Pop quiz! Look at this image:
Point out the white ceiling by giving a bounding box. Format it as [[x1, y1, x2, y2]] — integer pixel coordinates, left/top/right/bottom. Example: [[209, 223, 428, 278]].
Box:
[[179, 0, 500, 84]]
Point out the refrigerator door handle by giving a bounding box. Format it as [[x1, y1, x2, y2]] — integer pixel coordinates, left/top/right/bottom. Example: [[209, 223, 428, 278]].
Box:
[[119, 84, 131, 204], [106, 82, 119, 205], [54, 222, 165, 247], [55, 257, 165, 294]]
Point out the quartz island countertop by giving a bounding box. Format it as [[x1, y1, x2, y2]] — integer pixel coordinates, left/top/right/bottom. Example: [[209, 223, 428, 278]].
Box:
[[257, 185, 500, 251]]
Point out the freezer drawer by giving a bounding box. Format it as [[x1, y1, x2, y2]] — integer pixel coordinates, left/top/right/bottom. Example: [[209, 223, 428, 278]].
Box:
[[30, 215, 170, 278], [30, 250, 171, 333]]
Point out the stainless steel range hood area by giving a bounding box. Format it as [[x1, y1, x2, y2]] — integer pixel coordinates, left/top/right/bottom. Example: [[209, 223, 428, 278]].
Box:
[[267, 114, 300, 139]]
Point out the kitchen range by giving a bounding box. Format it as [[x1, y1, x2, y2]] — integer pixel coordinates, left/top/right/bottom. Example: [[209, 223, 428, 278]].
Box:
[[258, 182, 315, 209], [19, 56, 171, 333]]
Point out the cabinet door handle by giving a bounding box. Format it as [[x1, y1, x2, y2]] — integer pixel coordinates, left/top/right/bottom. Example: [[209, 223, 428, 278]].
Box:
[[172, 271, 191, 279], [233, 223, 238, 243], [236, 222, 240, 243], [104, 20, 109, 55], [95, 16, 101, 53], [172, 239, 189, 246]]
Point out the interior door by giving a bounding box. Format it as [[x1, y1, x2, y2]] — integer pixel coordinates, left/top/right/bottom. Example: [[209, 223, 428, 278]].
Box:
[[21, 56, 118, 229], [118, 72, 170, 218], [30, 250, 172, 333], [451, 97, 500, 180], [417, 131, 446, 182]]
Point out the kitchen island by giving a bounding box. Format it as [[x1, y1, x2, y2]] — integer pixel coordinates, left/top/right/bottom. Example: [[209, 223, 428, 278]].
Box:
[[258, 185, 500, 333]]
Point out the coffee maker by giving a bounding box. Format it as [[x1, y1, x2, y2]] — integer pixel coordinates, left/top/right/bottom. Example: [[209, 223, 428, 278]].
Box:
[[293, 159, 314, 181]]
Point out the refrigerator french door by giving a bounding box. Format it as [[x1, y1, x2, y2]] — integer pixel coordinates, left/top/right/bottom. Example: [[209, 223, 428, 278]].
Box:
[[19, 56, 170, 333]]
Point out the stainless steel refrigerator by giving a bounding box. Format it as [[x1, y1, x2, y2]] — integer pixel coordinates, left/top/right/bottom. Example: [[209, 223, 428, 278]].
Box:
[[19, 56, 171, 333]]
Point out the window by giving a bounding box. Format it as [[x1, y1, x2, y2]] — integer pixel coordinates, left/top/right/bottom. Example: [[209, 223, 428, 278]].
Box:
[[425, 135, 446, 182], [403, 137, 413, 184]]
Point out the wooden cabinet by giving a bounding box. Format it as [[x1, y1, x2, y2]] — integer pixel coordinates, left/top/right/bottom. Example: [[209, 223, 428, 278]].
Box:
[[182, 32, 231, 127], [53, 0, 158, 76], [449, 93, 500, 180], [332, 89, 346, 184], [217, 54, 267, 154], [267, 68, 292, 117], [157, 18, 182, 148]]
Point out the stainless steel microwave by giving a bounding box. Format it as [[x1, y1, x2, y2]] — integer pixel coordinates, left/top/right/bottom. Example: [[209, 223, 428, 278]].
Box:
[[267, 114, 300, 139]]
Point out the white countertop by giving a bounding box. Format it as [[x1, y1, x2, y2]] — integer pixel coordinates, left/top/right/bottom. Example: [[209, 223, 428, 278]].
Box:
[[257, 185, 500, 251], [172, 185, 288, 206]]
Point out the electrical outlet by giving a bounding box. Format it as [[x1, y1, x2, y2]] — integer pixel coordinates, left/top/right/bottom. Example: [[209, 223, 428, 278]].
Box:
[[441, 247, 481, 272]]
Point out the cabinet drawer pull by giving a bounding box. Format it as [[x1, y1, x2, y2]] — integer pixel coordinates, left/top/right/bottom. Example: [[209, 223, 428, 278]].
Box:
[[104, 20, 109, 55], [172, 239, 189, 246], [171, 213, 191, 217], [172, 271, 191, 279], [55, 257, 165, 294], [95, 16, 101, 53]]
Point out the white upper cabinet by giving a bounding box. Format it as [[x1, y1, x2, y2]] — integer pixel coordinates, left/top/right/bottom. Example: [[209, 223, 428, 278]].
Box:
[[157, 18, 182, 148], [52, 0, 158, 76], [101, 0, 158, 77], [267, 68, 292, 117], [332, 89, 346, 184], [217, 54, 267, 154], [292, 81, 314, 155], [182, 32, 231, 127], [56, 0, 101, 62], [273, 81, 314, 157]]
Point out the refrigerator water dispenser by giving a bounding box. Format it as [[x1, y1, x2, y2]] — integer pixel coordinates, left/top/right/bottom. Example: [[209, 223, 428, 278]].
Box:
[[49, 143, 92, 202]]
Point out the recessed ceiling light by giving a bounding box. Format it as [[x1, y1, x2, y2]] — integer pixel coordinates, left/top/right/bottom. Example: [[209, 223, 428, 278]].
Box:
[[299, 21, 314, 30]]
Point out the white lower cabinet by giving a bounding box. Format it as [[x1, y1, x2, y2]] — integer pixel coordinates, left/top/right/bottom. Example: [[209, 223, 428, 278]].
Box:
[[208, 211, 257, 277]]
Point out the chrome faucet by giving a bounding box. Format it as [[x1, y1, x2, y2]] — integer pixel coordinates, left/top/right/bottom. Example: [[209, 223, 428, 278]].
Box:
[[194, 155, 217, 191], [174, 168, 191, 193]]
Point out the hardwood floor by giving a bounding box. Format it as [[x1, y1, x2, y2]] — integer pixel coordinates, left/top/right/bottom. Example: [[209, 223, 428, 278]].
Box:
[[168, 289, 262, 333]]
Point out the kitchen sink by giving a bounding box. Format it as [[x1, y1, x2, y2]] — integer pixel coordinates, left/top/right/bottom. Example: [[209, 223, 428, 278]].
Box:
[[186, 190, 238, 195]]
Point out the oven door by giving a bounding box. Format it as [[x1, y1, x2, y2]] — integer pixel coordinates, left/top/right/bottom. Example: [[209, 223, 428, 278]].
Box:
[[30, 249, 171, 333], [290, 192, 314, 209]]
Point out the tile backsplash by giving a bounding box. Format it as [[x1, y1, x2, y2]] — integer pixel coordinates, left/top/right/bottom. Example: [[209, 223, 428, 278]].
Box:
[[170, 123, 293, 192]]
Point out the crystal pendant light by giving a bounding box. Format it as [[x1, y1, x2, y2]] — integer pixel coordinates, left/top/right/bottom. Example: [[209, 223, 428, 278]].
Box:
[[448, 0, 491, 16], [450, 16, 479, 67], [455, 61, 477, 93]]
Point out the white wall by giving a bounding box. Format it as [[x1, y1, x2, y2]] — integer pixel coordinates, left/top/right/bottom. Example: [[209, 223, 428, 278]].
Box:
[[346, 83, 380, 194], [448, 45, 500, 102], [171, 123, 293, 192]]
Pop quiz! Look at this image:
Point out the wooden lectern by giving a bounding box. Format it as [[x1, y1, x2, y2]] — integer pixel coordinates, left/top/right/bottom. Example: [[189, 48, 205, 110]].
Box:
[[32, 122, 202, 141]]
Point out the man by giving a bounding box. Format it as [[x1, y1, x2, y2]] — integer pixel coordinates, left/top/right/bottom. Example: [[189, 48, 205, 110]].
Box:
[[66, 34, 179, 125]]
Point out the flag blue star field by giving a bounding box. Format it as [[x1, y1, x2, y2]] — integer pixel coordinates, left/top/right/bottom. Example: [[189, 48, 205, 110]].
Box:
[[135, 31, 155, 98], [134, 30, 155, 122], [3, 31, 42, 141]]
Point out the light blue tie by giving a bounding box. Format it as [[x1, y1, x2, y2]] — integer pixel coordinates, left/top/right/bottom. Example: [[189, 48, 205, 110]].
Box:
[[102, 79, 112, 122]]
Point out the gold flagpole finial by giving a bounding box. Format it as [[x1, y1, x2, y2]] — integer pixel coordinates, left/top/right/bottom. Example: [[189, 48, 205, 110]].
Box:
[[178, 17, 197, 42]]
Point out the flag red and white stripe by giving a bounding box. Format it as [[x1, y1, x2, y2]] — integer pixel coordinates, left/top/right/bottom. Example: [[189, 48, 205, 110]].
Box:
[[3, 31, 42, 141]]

- - -

### What to do
Copy the material word for word, starting at the line containing "Point out the man" and ending at the last line of the material.

### Finished answer
Point out the man by giving a bounding box. Format it as [[x1, y1, x2, y2]] — integer pixel coordinates, left/top/right/bottom. Example: [[189, 48, 205, 110]].
Box:
[[66, 34, 179, 125]]
Point out the flag blue star field by giving a bounding box. Format it as [[x1, y1, x2, y2]] — integer pixel coordinates, left/top/right/bottom. Example: [[189, 48, 205, 110]].
Box:
[[135, 31, 155, 98], [134, 30, 155, 122], [3, 31, 42, 141]]
Point out the light blue tie by giving a bounding box. Format it as [[x1, y1, x2, y2]] — integer pixel coordinates, left/top/right/bottom. Example: [[189, 48, 205, 110]].
Box:
[[102, 79, 112, 122]]
Point out the gold flagpole finial by giving a bounding box. Format it as [[x1, y1, x2, y2]] — integer pixel coordinates, left/top/right/bottom. Example: [[189, 48, 205, 110]].
Box:
[[178, 17, 197, 42]]
Point out the flag red and white stripe by giving a bounding box. Format it as [[x1, y1, x2, y2]] — integer pixel coordinates, left/top/right/bottom. Example: [[189, 48, 205, 110]].
Box:
[[3, 31, 42, 141]]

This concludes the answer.